| Stated task |
Rewrite every line of the records below, the instruction lines included, and multiply each pixel coordinate in the answers by 1.5, rounding to whole numbers with halves going up. Leave the pictures out.

--- Start of Extracted material ---

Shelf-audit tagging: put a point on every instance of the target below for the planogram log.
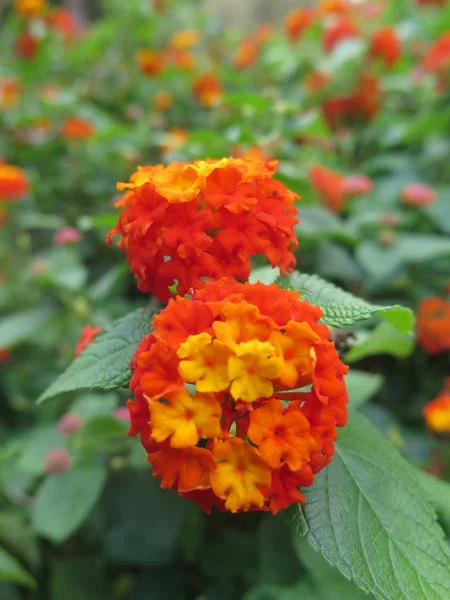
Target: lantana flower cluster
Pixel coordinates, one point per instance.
(187, 221)
(238, 392)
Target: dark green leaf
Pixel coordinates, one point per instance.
(63, 502)
(342, 309)
(366, 514)
(105, 364)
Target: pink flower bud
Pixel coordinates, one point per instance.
(69, 424)
(57, 461)
(67, 235)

--- End of Extracted material ---

| Full answer |
Shelf-audit tagging: put a point on every instance of the target below for the planogram log.
Target: lantana flower cluster
Pixel coordinates, one point per instance.
(281, 332)
(357, 588)
Target: dark green leaf
Pixel coordinates, one point per instance.
(95, 753)
(513, 464)
(549, 771)
(158, 546)
Target: pink flower bud
Pixel coordinates, one point per instance.
(104, 636)
(86, 692)
(101, 353)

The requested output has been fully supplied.